A run of records:
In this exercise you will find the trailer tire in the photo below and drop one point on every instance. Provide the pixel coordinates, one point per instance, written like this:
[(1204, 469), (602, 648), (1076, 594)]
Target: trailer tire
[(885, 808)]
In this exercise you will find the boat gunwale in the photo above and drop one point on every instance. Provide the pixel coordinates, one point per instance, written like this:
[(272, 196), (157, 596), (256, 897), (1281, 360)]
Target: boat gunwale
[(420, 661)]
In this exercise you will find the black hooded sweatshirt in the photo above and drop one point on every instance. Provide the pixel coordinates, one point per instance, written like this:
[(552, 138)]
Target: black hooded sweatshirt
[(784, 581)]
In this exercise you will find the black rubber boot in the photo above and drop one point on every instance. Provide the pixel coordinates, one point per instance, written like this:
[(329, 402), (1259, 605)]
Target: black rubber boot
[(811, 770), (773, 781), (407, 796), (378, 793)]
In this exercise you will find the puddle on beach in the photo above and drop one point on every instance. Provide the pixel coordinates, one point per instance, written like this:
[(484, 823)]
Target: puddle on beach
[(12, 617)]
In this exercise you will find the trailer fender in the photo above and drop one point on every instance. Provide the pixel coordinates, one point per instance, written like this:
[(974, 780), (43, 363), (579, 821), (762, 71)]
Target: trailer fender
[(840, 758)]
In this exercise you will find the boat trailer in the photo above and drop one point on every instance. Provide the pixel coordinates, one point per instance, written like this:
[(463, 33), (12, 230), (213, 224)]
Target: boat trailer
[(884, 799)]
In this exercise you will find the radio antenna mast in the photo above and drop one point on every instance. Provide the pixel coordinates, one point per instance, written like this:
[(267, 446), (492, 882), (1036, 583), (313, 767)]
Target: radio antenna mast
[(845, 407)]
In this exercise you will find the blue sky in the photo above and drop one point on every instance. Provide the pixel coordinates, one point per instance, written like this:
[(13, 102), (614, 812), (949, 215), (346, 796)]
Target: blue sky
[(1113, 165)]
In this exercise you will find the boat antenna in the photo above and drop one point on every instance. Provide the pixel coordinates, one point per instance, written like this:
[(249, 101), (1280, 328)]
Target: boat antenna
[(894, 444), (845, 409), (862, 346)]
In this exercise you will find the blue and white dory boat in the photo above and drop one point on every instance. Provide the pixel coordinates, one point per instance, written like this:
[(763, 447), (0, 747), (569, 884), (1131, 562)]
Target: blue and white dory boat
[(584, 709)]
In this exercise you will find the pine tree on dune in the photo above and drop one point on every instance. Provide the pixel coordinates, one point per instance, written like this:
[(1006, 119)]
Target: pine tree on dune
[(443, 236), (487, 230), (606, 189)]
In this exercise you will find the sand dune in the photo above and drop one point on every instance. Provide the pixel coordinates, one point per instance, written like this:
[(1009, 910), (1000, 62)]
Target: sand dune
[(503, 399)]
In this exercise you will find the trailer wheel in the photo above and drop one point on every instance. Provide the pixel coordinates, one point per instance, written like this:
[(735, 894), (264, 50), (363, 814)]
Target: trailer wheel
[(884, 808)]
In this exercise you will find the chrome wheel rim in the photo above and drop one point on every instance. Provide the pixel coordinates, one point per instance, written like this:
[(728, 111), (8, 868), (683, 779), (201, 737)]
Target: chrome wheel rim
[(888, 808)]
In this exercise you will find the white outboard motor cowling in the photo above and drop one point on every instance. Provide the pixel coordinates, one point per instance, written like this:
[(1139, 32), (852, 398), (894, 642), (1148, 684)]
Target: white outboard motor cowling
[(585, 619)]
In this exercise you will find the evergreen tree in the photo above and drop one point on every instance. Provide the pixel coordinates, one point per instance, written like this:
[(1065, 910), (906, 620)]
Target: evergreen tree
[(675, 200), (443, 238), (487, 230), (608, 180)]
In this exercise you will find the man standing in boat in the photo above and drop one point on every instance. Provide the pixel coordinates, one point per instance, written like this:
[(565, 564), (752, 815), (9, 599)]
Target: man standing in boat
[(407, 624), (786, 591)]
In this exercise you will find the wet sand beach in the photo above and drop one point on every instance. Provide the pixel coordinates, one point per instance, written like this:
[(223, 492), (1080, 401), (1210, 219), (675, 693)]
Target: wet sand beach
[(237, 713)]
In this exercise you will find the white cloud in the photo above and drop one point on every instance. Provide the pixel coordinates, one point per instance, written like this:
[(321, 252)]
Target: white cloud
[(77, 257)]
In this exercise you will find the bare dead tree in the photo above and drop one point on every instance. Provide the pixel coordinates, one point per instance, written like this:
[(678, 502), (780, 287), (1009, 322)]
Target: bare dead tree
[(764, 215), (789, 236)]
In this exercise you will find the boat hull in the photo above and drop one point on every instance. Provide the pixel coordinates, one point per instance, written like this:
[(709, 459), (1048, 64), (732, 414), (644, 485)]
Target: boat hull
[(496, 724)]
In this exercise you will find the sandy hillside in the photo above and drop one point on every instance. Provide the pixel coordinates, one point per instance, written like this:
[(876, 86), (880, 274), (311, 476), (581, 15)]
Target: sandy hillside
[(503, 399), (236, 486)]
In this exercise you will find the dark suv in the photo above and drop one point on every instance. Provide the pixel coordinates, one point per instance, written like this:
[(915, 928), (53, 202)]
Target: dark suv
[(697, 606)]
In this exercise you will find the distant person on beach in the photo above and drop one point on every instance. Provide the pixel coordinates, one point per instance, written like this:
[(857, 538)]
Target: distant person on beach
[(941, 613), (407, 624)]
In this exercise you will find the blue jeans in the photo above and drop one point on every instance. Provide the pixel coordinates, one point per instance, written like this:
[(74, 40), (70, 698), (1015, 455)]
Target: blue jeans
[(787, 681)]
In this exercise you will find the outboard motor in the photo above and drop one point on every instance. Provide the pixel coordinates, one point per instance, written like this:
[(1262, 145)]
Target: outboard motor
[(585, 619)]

## Written task
Please update the items above by changing every "pixel coordinates" to "point coordinates" and keeping everything else unchanged.

## Answer in full
In this exercise you will find the trailer tire in the photo below and drop one point on every instance. Provide the point coordinates, one point per instance, written like this:
[(1204, 469), (602, 648), (1076, 594)]
Target: trailer tire
[(885, 808)]
In this exercise you will find the boat gunwale in the photo above and drop one point on every instance. Provide the point coordinates, one point per instance, written like this:
[(272, 196), (157, 596), (256, 897), (1281, 360)]
Target: boat gunwale
[(420, 661)]
In this exercise you will find the black hooded sweatshirt in the photo above and drop one point on every instance. Provide the point coordinates, one point per instance, written like this:
[(552, 138)]
Target: black hooded sweatshirt
[(784, 581)]
In this exercise you will find the black rubber boot in the photo above and drop one point on every instance. Provide the point coordinates, one point per instance, written like this:
[(329, 402), (1259, 605)]
Target: black rubber boot
[(811, 770), (773, 781), (407, 796), (378, 793)]
In this exercise you will find the puddle on beach in the photo above and drop one point on every instance. Provide the point coordinates, one point per instance, written like this:
[(484, 823)]
Target: puddle on beach
[(12, 617)]
In this exercise you will find the trailer fender in the photo above and drop one point on every instance. Provide the point coordinates, one point per instance, written like this:
[(974, 780), (43, 363), (579, 821), (762, 71)]
Target: trailer fender
[(840, 758)]
In this exercise you will find the boat trailer in the photo above and drop one point on every instance. Provide the point coordinates, one point per instance, written like this:
[(463, 33), (12, 230), (213, 224)]
Target: boat trailer
[(884, 799)]
In this exercise you will find the radio antenna mast in the photo above and drop one point on every instance. Provide the point coordinates, one point per instance, written like this:
[(267, 446), (492, 882), (1036, 583), (313, 767)]
Target: radio antenna mast
[(845, 407)]
In this exercise you will find the blue sky in the photo above and drop one point on every instance. Provide the point coordinates, one point per instance, written like this:
[(13, 102), (614, 812), (949, 215), (346, 796)]
Target: blue sky
[(1113, 165)]
In this exercise you will find the boat antenna in the photo above and drop one point on every instance. Provide the point coordinates, one point per instance, written like this:
[(249, 101), (1280, 328)]
Target: boat antenna
[(894, 444), (845, 409), (862, 346)]
In this exercise you will find the blue and white dory boat in the photo above and drop one point on every instance. Provide the point coordinates, one point per instance, written like this:
[(763, 447), (0, 747), (569, 884), (1131, 562)]
Target: blue and white dory boat
[(584, 709)]
In this exercise you will find the pine tree on dune in the photo above and drop one point on every instance. Provide the point coordinates, one point per instance, written like this:
[(1006, 119)]
Target: pine tree on dune
[(443, 236), (487, 230), (606, 189)]
In this exercise you will find the sand dune in the photo above and drop one point on every instance. Provide the point coordinates, one point per instance, written like this:
[(1009, 910), (1000, 62)]
Target: sand dune
[(503, 399)]
In this exercise you will find the trailer wheel in the photo above and drop one point on every instance. Provide the point coordinates, one point per instance, written like this:
[(735, 894), (264, 50), (363, 814)]
Target: trailer wheel
[(884, 808)]
In this exercise you will find the chrome wheel rim in the photo above and drop one point on every instance. Provide the point coordinates, one point per instance, written like this:
[(728, 111), (8, 868), (683, 779), (201, 737)]
Target: chrome wheel rim
[(888, 808)]
In this exercise you will find the white outboard motor cowling in the photo above and drop one point on every instance. Provide the point coordinates, one point per instance, written like this:
[(1139, 32), (852, 398), (894, 642), (1148, 684)]
Target: white outboard motor cowling
[(585, 619)]
In this exercise you will find the evergreen tree in the photo above and drop one point on every instance. Provide the point coordinates, one point per instance, written like this:
[(1065, 910), (906, 620)]
Target: evergreen tree
[(675, 200), (443, 238), (487, 230), (608, 180)]
In this exercise you will find the man standing in boat in the photo above and drop one point on every instance. Provide the point coordinates, one point per instance, written like this:
[(565, 564), (752, 815), (9, 599)]
Target: man standing in boat
[(407, 624), (786, 591)]
In this exercise you will find the wet sand beach in the photo above and drop one point on every instance. Provide the point coordinates, one point per instance, written like this:
[(223, 492), (1080, 401), (1210, 219), (675, 693)]
Target: wet sand beach
[(237, 713)]
In this exercise you will find the white cloud in the photo above and drop one point on every instance. Provide the point coordinates, one point per instance, written like this:
[(321, 252)]
Target: white cloud
[(77, 257)]
In this exercise you will find the bare dead tree in the photo above and drop one point on every instance. Provide the point coordinates, one point per instance, written like this:
[(678, 502), (780, 287), (1009, 322)]
Target: bare dead tree
[(764, 215), (789, 236)]
In this exercise you will find the boat hull in the photo above and drop one point on every instance. Provide the point coordinates, one point per instance, written like this:
[(709, 459), (1048, 64), (732, 414), (644, 485)]
Target: boat hull
[(496, 724)]
In this exercise you will find the sandy hillside in the photo above and drop one point on every instance. Provide the point coordinates, one point per instance, written like this:
[(876, 86), (880, 274), (311, 476), (581, 15)]
Target: sandy hillside
[(503, 399), (236, 486)]
In this exercise you will find the dark suv in the photo above and drop one point on every instance. Provide the point coordinates, one point per instance, written like this:
[(915, 928), (53, 202)]
Target: dark suv
[(697, 606)]
In this exercise you will find the distant person on beach in the photo above and drop one point on every instance. Provide the point coordinates, one point per instance, written like this:
[(857, 538)]
Target: distant person on beach
[(941, 613), (407, 624)]
In this exercise you will find the blue jeans in the photo above and drop one point on every instance. Provide the point coordinates, one point per instance, written like this:
[(74, 40), (70, 698), (1015, 455)]
Target: blue jeans
[(787, 681)]
In this exercise you will find the outboard motor in the photo above and drop one point on every instance. Provide the point coordinates, one point per instance, written like this:
[(1262, 145)]
Target: outboard motor
[(585, 619)]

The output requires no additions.